Passage affiché:
^^^^^^^^
Agir pour protéger la nature, ça marche vraiment
Ce groupe a recensé 1445 travaux publiés entre 1890 et 2019, mais ils n’ont retenu que ceux qui permettaient de faire une comparaison entre les effets d’une politique de conservation sur un milieu ou une espèce et une situation où une telle politique n’aurait pas été mise en œuvre. 186 études ont ainsi été incluses dans cette « méta-analyse ». Le résultat est très positif : dans plus de la moitié des cas, l’action entreprise a permis de restaurer les habitats et d’augmenter les populations d’animaux et de végétaux visés par le programme.
Les chercheurs ont considéré sept types d’intervention :
- la création et la gestion d’une aire protégée
- les actions pour réduire la perte ou la dégradation de milieux naturels
- l’instauration de règles durables de prélèvement des espèces par chasse ou pêche par exemple
- la gestion durable des écosystèmes
- le contrôle des pollutions
- la lutte contre les espèces invasives
- et l’adaptation au changement climatique
Dans 45% des cas, la biodiversité a été fortement améliorée et dans plus de 29%, le déclin des espèces ou la dégradation du milieu a été ralenti. 11% des programmes ont eu des effets négatifs, le solde étant constitué d’actions qui n’ont pas eu d’effets ni négatifs, ni positifs.
Des bémols doivent cependant être apportés. La moitié des études proviennent des pays développés et la plupart des travaux ont porté sur les actions entreprises dans les aires protégées terrestres et marines et non sur des espaces plus « ordinaires » où l’action de l’Homme s’exerce. Par ailleurs, peu d’évaluations ont été opérées sur des écosystèmes globaux, et les études sur la biodiversité génétique restent également rares.
^^^^^^^^
Liste des lignes:
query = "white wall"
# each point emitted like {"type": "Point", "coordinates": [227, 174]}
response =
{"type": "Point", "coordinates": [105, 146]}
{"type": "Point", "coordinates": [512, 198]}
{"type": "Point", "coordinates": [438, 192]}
^^^^^^^^
Actions requises:
1. Répondez aux questions suivantes à partir du texte sur la protection de la nature :
(a) Combien d'études ont été incluses dans la méta-analyse ?
(b) Quelle proportion des programmes a eu des effets négatifs ?
(c) Quelle part des études provient des pays développés ?
2. Poursuivez le texte sur la protection de la nature à partir de sa dernière phrase.

Résultats finaux:
1.
(a) 186 études.
(b) 11 % des programmes.
(c) La moitié des études.

2.
Des résultats spectaculaires
Parmi les différentes actions de conservation, l’éradication, le contrôle et la gestion des espèces invasives apportent les meilleurs résultats notamment dans les îles, suivi par les actions de réduction de la destruction d’habitats, la gestion des milieux naturels par l’instauration d’aires protégées.
Les aires protégées ont montré leur efficacité pour diminuer la conversion des terres en zones exploitées (agriculture, exploitation forestière). Elles permettent de réduire la perte d’habitats naturels et notamment de massifs coralliens, de zones forestières par la diminution des incendies, et de stopper les risques d’extinction des espèces. Dans les aires marines, les protections comme l’interdiction de pêche permettent d’augmenter la biomasse et la densité d’organismes marins. « Notre étude montre que les actions de conservation marchent vraiment. En d’autres termes, ils produisent souvent des résultats pour la biodiversité qui ne sont pas juste une petite amélioration mais bien un rétablissement important », se réjouit Jake Bicknell, chercheur à l’Université de Kent (Royaume-Uni) et co-auteur de l’article.
Les auteurs mettent en avant des résultats spectaculaires. Ainsi, la réduction drastique de ratons laveurs et de porcs sauvages sur les îles Cayo Costa et North Captiva, le long de la côte de Floride aux Etats-Unis, a permis de faire diminuer la prédation des œufs de tortues caouannes de 60 et 74% respectivement sur les deux îles. Dans le bassin du Congo, la déforestation est 74% moins importante dans les concessions obéissant à un plan de gestion comparée à celles n’en ayant pas. En Amazonie, les aires protégées et les terres indigènes réduisent à la fois les taux de déforestation et le nombre d’incendies. Les élevages et lâchers de saumons Chinook dans le bassin versant de l’Idaho ont permis de faire remonter les populations de ce poisson sans impact sur les souches sauvages.
Les Etats se sont engagés à ne plus détruire les zones naturelles en 2030
Les organismes de gestion des espaces protégées avaient bien besoin d’un retour sur l’efficacité de leur action. Celle-ci est en effet mise en cause par les maigres résultats obtenus lors de la dernière décennie.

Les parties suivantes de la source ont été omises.